[Excerpts of pointing data]

(begin)

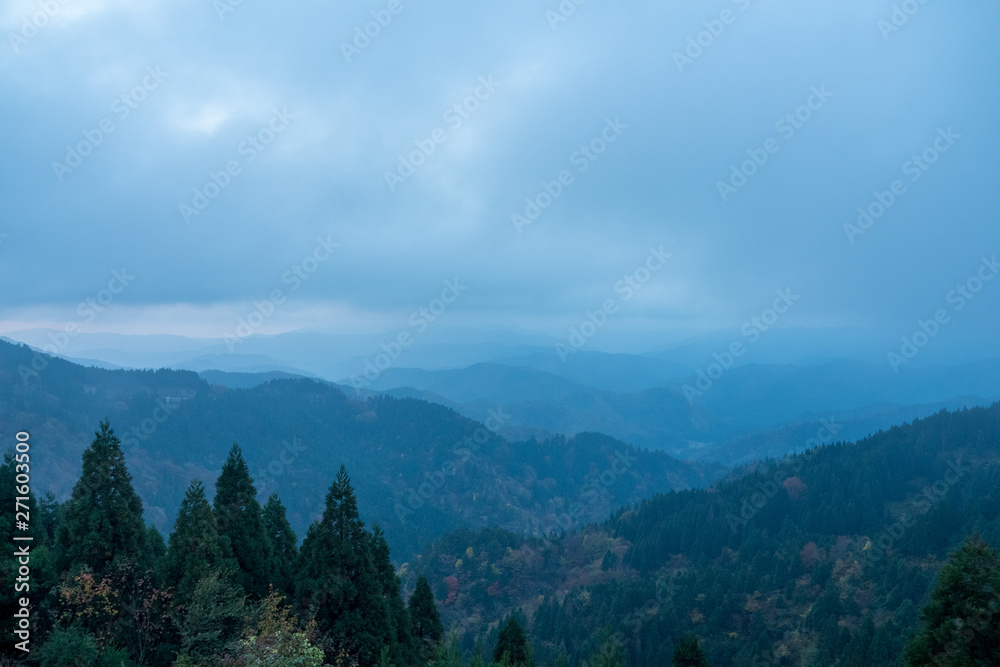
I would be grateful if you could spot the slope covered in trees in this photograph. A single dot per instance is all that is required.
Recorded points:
(824, 558)
(418, 469)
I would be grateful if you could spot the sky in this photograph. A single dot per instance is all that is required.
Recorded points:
(530, 161)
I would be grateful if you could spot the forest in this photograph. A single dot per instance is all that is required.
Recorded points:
(870, 553)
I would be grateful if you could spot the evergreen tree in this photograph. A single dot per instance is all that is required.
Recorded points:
(240, 523)
(103, 518)
(400, 633)
(424, 617)
(211, 621)
(194, 550)
(512, 645)
(284, 551)
(688, 653)
(609, 655)
(961, 624)
(337, 581)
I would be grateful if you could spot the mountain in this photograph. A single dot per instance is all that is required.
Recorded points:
(720, 420)
(420, 469)
(823, 558)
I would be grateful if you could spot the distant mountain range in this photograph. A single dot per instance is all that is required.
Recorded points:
(418, 468)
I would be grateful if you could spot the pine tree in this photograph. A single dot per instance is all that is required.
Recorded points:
(194, 550)
(609, 655)
(240, 523)
(337, 581)
(283, 545)
(400, 634)
(688, 653)
(103, 518)
(512, 645)
(961, 624)
(424, 617)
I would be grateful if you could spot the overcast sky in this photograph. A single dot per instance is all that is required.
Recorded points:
(185, 85)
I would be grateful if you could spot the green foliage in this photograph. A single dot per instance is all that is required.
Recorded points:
(424, 617)
(609, 655)
(212, 620)
(241, 526)
(338, 581)
(512, 645)
(276, 641)
(103, 519)
(961, 624)
(688, 653)
(195, 550)
(69, 646)
(447, 654)
(284, 551)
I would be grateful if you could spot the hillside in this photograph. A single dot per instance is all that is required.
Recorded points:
(823, 558)
(419, 469)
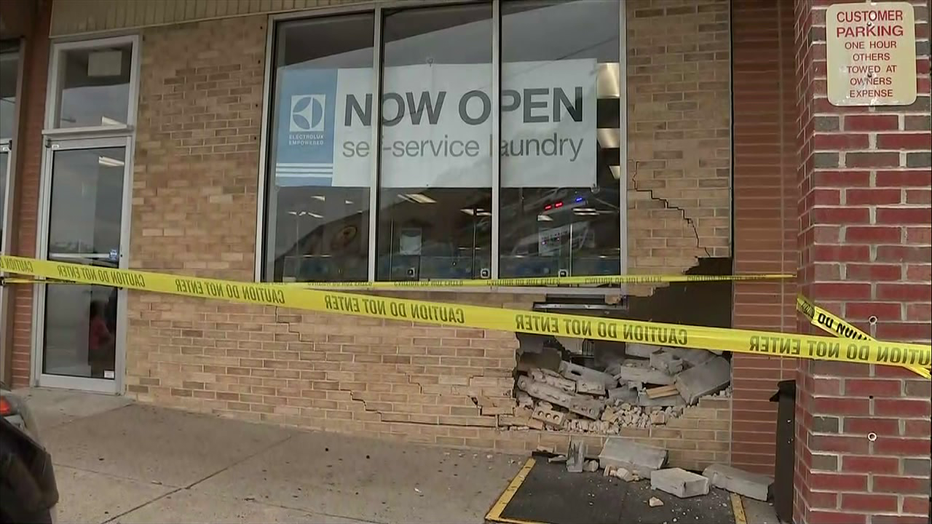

(end)

### Task brief
Retype every one of these lines word for word, leaving out the pictures.

### Finished task
I would be grateful if you could spot the slope covered in trees in this photograph. A single dot per instance is all that is required.
Recorded points:
(824, 558)
(418, 469)
I would be grateful if you could spot the sky in this photograph. A single dot per instance is all that is required.
Recorded points:
(530, 161)
I would be grateful if you could spot the forest in this photograph. A single dot per instance is all that is required.
Recorded points:
(870, 553)
I would be grateful if you could spot the evergreen tree in this photograph. A single dot per instance is all that is required.
Recorded points:
(240, 523)
(103, 518)
(400, 633)
(424, 617)
(211, 621)
(194, 550)
(512, 645)
(284, 551)
(688, 653)
(609, 655)
(961, 624)
(337, 581)
I would be grateful if you could spot the mountain in this photograph. A single dot per instance is all that is required.
Recorded points:
(720, 420)
(420, 469)
(823, 558)
I would be grateful if you could spot the distant mountain range in this photograph. A single dot per instance is all that is required.
Recorded points:
(418, 468)
I would be grateful if you could spot the pine tree in this photograph. A single dot per instance is all that is required.
Recorded points:
(194, 550)
(609, 655)
(240, 523)
(337, 581)
(283, 545)
(400, 634)
(688, 653)
(103, 518)
(512, 645)
(961, 624)
(424, 617)
I would be grateful if you could spot the overcast sky in this photograph. A single dot per instance is all that is required.
Recorded points:
(185, 85)
I would be grateful if you could spot the green foliage in this photograph. A single dot per instance is all that is required.
Recorded points:
(424, 617)
(609, 655)
(212, 620)
(241, 526)
(338, 581)
(512, 645)
(276, 641)
(103, 519)
(961, 624)
(688, 653)
(195, 550)
(69, 646)
(447, 654)
(284, 551)
I would be grateful if you could spot the hillside in this photograph. A single dot per instance is all that is required.
Recorded points:
(823, 558)
(419, 469)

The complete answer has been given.